Given problem. Recast each line of the material below as a JSON list of strings, one string per line, skipping blank lines. Leave the pictures out of your answer.

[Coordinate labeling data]
○ ○ ○ ○ ○

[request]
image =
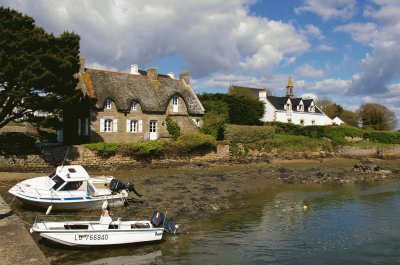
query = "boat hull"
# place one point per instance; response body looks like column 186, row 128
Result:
column 105, row 237
column 76, row 204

○ ○ ○ ○ ○

Answer for this exercise.
[
  "[request]",
  "image =",
  "query = \"boat hull\"",
  "# place one point per instance; response body looks like column 186, row 128",
  "Result:",
  "column 105, row 237",
  "column 76, row 204"
]